Records from a data source
* Begin *

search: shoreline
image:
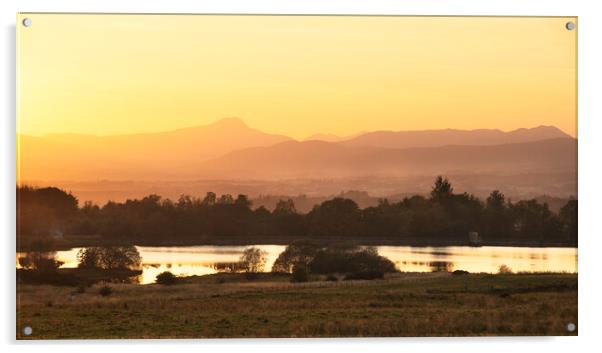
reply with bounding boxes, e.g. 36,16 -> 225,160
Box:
16,236 -> 578,252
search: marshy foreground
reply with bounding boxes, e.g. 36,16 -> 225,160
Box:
17,273 -> 578,339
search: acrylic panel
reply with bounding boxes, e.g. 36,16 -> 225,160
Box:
16,13 -> 578,339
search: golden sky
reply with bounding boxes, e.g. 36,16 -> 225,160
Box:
17,14 -> 577,139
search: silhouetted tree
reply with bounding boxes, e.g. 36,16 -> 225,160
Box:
239,247 -> 267,273
77,246 -> 142,270
558,200 -> 578,245
272,241 -> 319,272
307,197 -> 360,236
431,175 -> 454,201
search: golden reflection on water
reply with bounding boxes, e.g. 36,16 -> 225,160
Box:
17,245 -> 577,284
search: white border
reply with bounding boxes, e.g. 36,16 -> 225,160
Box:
0,0 -> 602,353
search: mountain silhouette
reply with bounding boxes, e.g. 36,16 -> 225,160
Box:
18,118 -> 576,182
202,138 -> 577,179
341,126 -> 571,148
19,118 -> 290,180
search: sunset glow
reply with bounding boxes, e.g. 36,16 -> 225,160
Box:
17,14 -> 577,139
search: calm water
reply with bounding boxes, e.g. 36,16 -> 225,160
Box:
18,245 -> 577,283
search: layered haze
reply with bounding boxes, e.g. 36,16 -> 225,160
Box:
19,118 -> 577,203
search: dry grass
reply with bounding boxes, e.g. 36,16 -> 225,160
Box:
17,273 -> 577,338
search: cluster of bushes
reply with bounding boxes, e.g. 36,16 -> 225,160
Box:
17,177 -> 577,244
272,242 -> 396,282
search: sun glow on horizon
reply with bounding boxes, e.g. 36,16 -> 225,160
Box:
17,14 -> 577,140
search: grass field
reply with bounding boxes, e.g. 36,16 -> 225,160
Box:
17,273 -> 577,339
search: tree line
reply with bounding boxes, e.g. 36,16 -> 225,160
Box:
17,176 -> 577,245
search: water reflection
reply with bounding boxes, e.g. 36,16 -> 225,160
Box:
17,245 -> 577,284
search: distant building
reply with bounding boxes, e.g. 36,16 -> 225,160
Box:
468,232 -> 483,246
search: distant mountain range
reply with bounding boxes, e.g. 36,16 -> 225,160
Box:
342,126 -> 571,148
19,118 -> 577,181
200,138 -> 577,179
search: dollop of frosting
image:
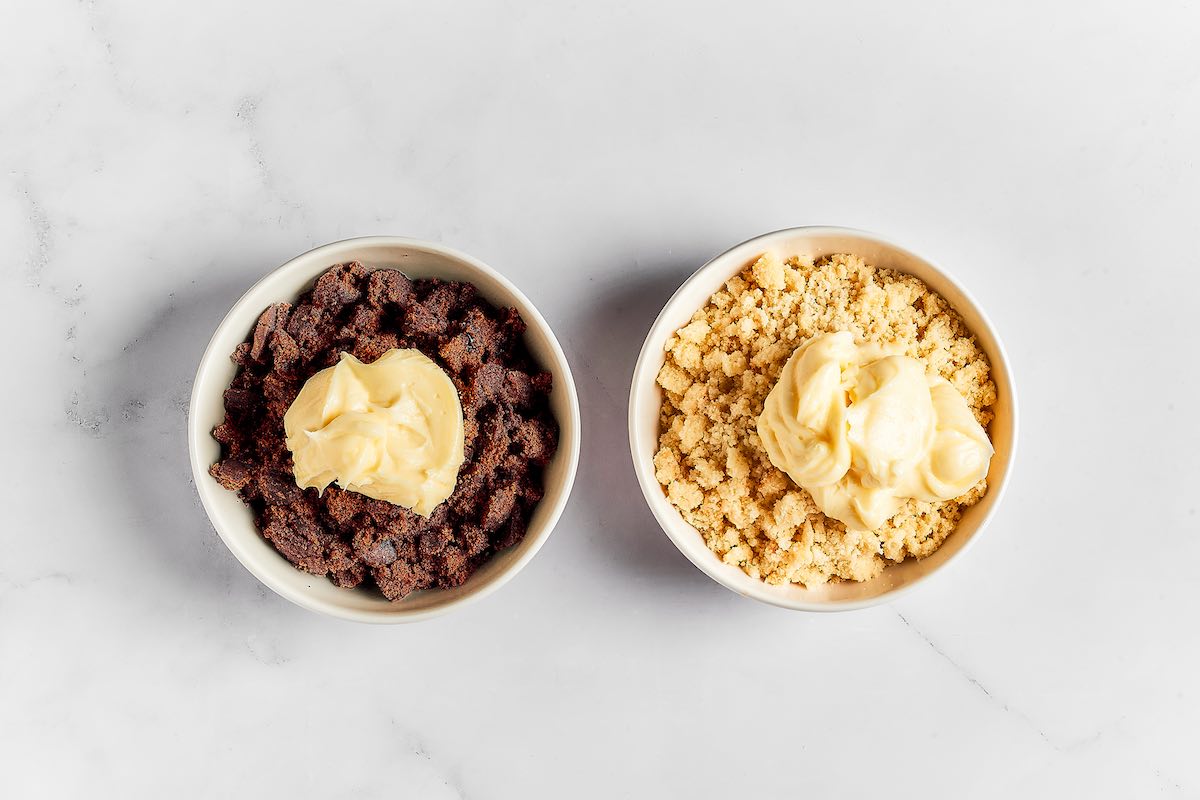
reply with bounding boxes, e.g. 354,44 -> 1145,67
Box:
757,331 -> 994,530
283,349 -> 463,517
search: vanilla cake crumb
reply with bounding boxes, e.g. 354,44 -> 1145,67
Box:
654,254 -> 996,587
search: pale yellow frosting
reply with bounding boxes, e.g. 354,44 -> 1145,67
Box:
283,349 -> 463,517
757,331 -> 992,530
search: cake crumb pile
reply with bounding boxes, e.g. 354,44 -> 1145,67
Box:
654,254 -> 996,588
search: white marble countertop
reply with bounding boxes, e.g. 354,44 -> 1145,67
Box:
0,0 -> 1200,799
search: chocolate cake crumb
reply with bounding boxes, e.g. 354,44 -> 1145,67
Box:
209,261 -> 558,600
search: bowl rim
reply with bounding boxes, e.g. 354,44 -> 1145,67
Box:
187,235 -> 582,624
628,225 -> 1020,613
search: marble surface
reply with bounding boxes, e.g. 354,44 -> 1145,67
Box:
0,0 -> 1200,799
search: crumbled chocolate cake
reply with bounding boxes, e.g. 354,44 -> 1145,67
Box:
209,263 -> 558,600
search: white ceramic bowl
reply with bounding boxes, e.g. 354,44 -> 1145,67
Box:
187,236 -> 580,622
629,228 -> 1016,612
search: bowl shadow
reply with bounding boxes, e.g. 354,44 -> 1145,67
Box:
562,258 -> 725,596
101,266 -> 278,601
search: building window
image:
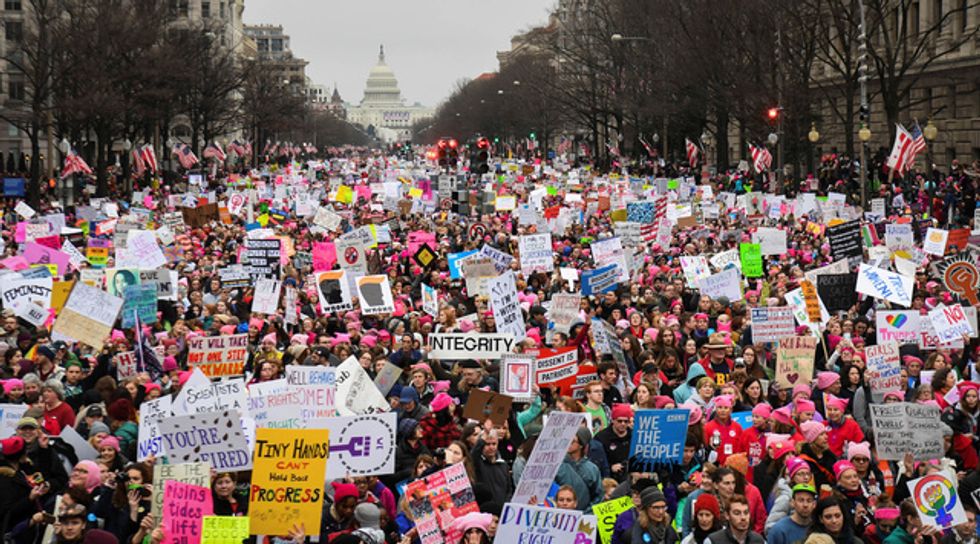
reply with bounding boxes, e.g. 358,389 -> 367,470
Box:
3,21 -> 24,43
7,79 -> 24,100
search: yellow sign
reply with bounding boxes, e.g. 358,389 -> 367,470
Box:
249,428 -> 330,535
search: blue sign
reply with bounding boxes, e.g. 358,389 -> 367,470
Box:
630,408 -> 691,471
3,178 -> 27,197
449,249 -> 479,280
582,264 -> 619,297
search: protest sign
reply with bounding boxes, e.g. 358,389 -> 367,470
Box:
356,275 -> 395,315
51,282 -> 123,350
122,285 -> 157,329
582,264 -> 619,297
864,340 -> 902,402
752,306 -> 796,342
249,429 -> 330,535
776,336 -> 817,389
856,263 -> 915,307
427,333 -> 515,359
136,396 -> 173,462
241,238 -> 282,281
592,496 -> 633,544
160,410 -> 252,472
201,516 -> 249,544
151,463 -> 211,519
906,471 -> 968,528
518,232 -> 555,276
827,220 -> 864,261
252,278 -> 282,315
870,402 -> 945,461
324,412 -> 398,480
630,408 -> 691,470
162,480 -> 214,544
463,389 -> 514,427
500,353 -> 535,402
488,270 -> 526,342
511,412 -> 586,504
494,501 -> 582,544
187,333 -> 248,378
816,273 -> 857,312
336,357 -> 391,416
875,310 -> 921,344
738,242 -> 762,278
698,268 -> 744,302
929,304 -> 974,344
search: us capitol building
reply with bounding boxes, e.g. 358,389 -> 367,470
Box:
347,45 -> 435,143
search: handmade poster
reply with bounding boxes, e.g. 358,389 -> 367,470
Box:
582,264 -> 619,297
870,402 -> 945,461
426,332 -> 516,359
630,408 -> 691,471
187,333 -> 248,378
162,480 -> 214,544
51,282 -> 123,350
160,410 -> 252,472
151,463 -> 211,519
136,396 -> 173,462
336,357 -> 391,416
249,429 -> 330,535
518,232 -> 555,276
864,340 -> 904,403
357,275 -> 395,315
929,304 -> 974,344
488,270 -> 526,342
494,501 -> 582,544
592,496 -> 633,544
201,516 -> 249,544
405,463 -> 479,544
752,306 -> 796,343
422,283 -> 439,317
511,412 -> 586,504
325,412 -> 398,481
500,353 -> 535,402
856,263 -> 914,307
776,336 -> 817,389
907,471 -> 967,529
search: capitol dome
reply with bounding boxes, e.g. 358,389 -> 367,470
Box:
361,45 -> 402,105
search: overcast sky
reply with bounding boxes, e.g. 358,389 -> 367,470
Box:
245,0 -> 557,106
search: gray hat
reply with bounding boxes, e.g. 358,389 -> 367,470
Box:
640,487 -> 667,508
88,421 -> 112,438
354,502 -> 381,529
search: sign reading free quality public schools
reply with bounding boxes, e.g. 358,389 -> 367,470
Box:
428,333 -> 514,359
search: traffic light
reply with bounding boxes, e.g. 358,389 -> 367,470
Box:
470,138 -> 490,175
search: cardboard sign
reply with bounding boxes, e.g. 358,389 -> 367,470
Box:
160,410 -> 252,472
500,353 -> 535,402
463,389 -> 514,425
776,336 -> 817,389
870,402 -> 945,461
511,412 -> 585,504
249,429 -> 330,535
162,480 -> 214,544
630,408 -> 691,470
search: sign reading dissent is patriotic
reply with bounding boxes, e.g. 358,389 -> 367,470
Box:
187,333 -> 248,378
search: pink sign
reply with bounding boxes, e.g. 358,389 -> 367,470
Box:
163,480 -> 214,544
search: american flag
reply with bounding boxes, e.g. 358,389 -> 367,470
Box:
684,138 -> 701,168
749,144 -> 772,174
173,144 -> 201,170
202,142 -> 228,162
885,125 -> 926,175
640,134 -> 657,157
140,144 -> 157,173
61,148 -> 92,178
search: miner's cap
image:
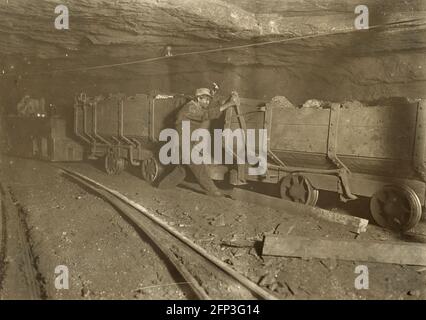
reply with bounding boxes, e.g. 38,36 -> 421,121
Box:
195,88 -> 213,98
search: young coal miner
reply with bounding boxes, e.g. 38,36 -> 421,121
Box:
158,88 -> 239,197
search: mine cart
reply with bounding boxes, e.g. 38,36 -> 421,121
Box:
225,97 -> 426,230
74,94 -> 187,183
5,115 -> 83,161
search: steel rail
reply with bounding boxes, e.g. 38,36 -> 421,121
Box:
59,167 -> 277,300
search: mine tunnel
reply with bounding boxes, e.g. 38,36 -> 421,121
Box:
0,0 -> 426,299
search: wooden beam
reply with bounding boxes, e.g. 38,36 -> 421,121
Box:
262,236 -> 426,266
232,188 -> 368,234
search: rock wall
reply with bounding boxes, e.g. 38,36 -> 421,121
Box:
0,0 -> 426,109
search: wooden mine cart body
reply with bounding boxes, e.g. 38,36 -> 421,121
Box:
74,94 -> 187,182
5,115 -> 83,161
225,97 -> 426,229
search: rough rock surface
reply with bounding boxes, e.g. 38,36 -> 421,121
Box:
0,0 -> 426,107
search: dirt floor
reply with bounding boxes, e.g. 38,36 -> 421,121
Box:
0,156 -> 426,299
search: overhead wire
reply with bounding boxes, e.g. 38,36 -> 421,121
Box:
3,18 -> 426,77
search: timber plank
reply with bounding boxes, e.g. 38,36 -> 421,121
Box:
232,188 -> 368,233
262,236 -> 426,266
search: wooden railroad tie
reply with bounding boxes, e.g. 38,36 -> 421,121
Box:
262,236 -> 426,266
232,188 -> 368,234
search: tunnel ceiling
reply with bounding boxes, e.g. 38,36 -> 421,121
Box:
0,0 -> 426,102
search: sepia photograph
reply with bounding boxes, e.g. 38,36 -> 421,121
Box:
0,0 -> 426,308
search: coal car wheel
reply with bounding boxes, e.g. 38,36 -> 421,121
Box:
280,174 -> 319,206
141,157 -> 160,183
115,158 -> 126,174
105,150 -> 125,175
370,185 -> 422,231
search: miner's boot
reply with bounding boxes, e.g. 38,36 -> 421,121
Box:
158,166 -> 186,189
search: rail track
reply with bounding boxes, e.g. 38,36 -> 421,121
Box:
0,183 -> 47,300
59,167 -> 277,300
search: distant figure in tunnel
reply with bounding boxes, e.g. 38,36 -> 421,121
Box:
158,88 -> 238,197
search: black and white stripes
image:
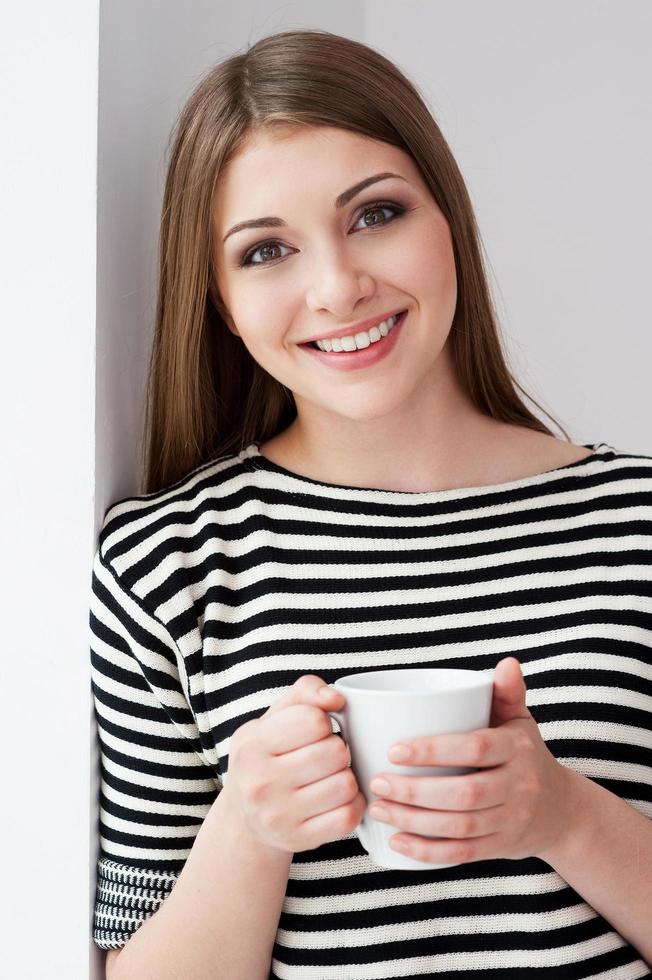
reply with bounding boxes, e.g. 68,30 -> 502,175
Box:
90,443 -> 652,980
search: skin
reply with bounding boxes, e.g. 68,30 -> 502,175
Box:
212,127 -> 589,492
211,127 -> 590,863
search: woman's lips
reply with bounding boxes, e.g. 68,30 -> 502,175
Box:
299,310 -> 407,371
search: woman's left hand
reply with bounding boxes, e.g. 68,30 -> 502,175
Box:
369,657 -> 573,864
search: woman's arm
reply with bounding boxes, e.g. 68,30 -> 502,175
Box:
538,769 -> 652,967
109,782 -> 292,980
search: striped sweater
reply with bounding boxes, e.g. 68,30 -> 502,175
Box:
90,443 -> 652,980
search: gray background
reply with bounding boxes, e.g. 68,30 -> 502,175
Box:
0,0 -> 652,980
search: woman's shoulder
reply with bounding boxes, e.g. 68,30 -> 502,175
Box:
99,449 -> 255,555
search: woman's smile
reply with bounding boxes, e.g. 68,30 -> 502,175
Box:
299,310 -> 407,371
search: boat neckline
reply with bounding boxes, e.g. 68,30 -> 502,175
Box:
240,440 -> 614,501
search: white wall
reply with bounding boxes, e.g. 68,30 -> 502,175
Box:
0,0 -> 652,980
0,0 -> 99,980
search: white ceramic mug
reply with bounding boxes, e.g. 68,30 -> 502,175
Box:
329,667 -> 494,871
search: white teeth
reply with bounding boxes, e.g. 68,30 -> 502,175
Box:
316,314 -> 400,353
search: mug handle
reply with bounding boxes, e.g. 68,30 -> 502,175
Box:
328,711 -> 371,853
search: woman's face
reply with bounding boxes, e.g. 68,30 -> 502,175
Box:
213,127 -> 457,422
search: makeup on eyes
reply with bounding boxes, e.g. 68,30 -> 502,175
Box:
235,201 -> 415,269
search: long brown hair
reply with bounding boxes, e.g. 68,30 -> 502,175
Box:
141,29 -> 570,493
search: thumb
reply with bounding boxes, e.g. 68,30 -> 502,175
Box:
489,657 -> 532,728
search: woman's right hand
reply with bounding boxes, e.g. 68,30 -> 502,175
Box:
225,674 -> 366,852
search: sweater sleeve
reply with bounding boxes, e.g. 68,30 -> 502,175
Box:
89,548 -> 221,949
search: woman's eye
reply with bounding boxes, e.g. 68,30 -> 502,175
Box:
356,204 -> 405,228
240,241 -> 287,266
240,203 -> 405,267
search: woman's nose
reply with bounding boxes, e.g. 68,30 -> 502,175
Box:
306,249 -> 375,317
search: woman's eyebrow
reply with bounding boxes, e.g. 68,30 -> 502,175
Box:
222,172 -> 406,244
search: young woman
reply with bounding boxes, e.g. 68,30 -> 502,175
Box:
90,31 -> 652,980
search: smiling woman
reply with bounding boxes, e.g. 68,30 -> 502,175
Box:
91,23 -> 652,980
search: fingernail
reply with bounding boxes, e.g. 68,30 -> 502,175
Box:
369,779 -> 389,796
369,803 -> 389,820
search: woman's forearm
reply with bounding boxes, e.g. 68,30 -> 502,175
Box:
538,769 -> 652,966
110,783 -> 292,980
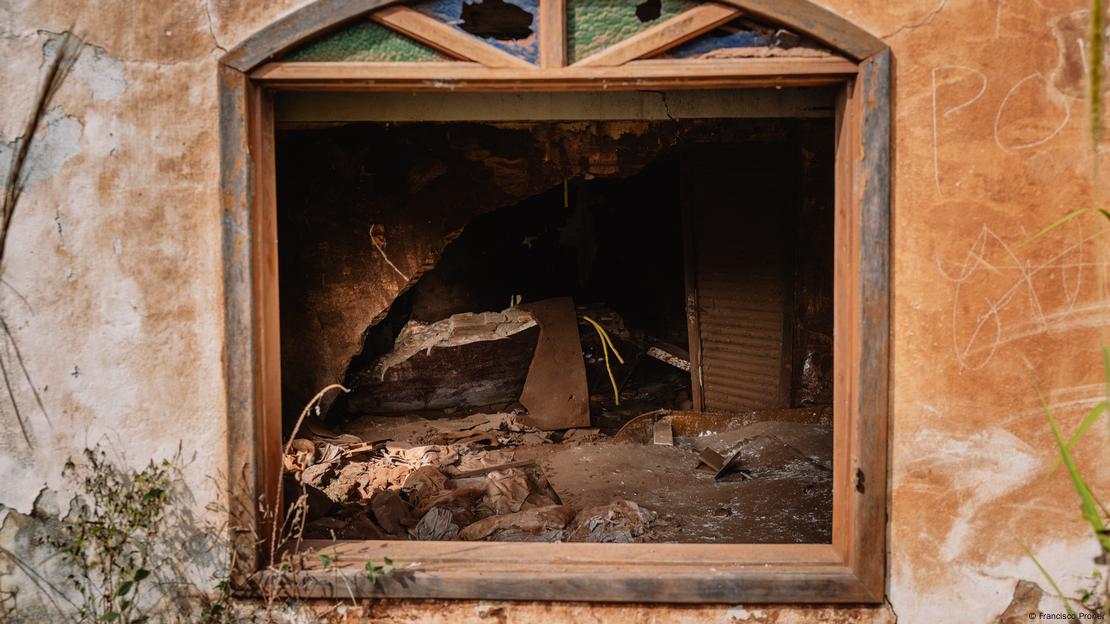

* End *

What the task asks:
Report how many lines of the listing above contain the string "coal", with case counting, and give only the number.

Response:
2